Which lines of the entries contain the string "Where"? Please find them and copy them.

Image-grounded pointing data
######
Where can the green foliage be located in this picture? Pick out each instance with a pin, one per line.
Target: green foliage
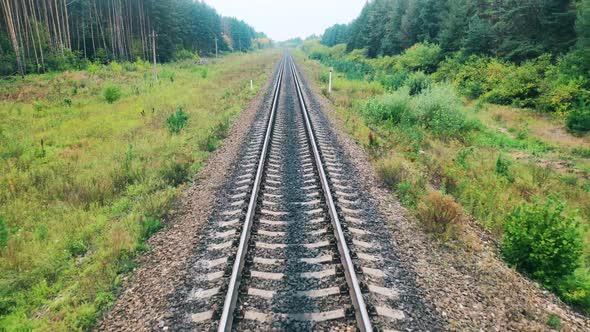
(394, 81)
(540, 240)
(554, 322)
(112, 93)
(578, 121)
(149, 226)
(420, 57)
(77, 248)
(521, 86)
(3, 234)
(393, 107)
(503, 167)
(177, 121)
(418, 82)
(186, 55)
(74, 219)
(439, 110)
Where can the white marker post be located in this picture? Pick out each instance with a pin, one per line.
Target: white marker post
(330, 83)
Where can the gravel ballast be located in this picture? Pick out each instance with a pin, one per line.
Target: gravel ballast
(471, 288)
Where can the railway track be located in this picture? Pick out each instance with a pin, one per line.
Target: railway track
(291, 247)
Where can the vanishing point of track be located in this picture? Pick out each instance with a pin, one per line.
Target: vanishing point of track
(308, 141)
(293, 244)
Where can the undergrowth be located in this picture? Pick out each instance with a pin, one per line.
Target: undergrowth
(84, 183)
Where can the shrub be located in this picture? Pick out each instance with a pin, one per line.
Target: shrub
(502, 167)
(440, 214)
(149, 226)
(521, 85)
(112, 94)
(393, 170)
(93, 68)
(186, 55)
(116, 67)
(393, 107)
(3, 234)
(420, 57)
(177, 121)
(439, 111)
(418, 82)
(394, 81)
(578, 121)
(175, 173)
(554, 322)
(540, 240)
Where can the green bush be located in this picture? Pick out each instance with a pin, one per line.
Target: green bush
(540, 240)
(112, 94)
(554, 322)
(521, 86)
(3, 234)
(421, 56)
(503, 167)
(418, 82)
(177, 121)
(578, 121)
(393, 107)
(149, 226)
(394, 81)
(439, 110)
(186, 55)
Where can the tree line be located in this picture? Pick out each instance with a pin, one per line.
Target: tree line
######
## Answer to this task:
Where can the green foliage be located in this picture? Pick out each instance with a pin, one per line.
Where can the white marker post be located in this picture? Pick out each instance with a pin, one per line.
Where can the gravel ballast be located in this picture? Pick out each instance with a pin, one per line.
Where can the railway track be located in this picture? Pick out each instance with a pin, one per line.
Where can the vanishing point of track be located in this picture? Pick out each instance with a pin, one per line.
Where can the undergrowth be located in this picture? Pick out each instance with a pin, one per line.
Where can the shrub be located in this picture? Pick out each instance with a pin, one per line.
Where can the green bush be located in this picture? Pick out each instance with a pin, one per line.
Where can the tree line be located in this picture? Pick out each instance with a pin, one per line.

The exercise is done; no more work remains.